#### RECORDS FOR THIS TASK
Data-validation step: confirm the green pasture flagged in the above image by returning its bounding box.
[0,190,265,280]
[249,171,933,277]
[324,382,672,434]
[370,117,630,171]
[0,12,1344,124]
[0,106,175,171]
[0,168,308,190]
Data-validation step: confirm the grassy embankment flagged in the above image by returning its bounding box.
########
INSTRUCTIONS TO FOLLOW: Rewrite every item with "Data-validation step" changed to "Quality-check step" and everything else left the same.

COMPLETED EXERCISE:
Quality-check step: confirm the green pasture flagged in the above image by returning its bounding box.
[0,190,265,280]
[249,171,933,277]
[324,382,672,434]
[370,117,630,171]
[0,12,1344,124]
[0,106,175,171]
[0,168,308,190]
Quality-check step: confirm the grassy embankment flagged in the above image by returning its bounding box.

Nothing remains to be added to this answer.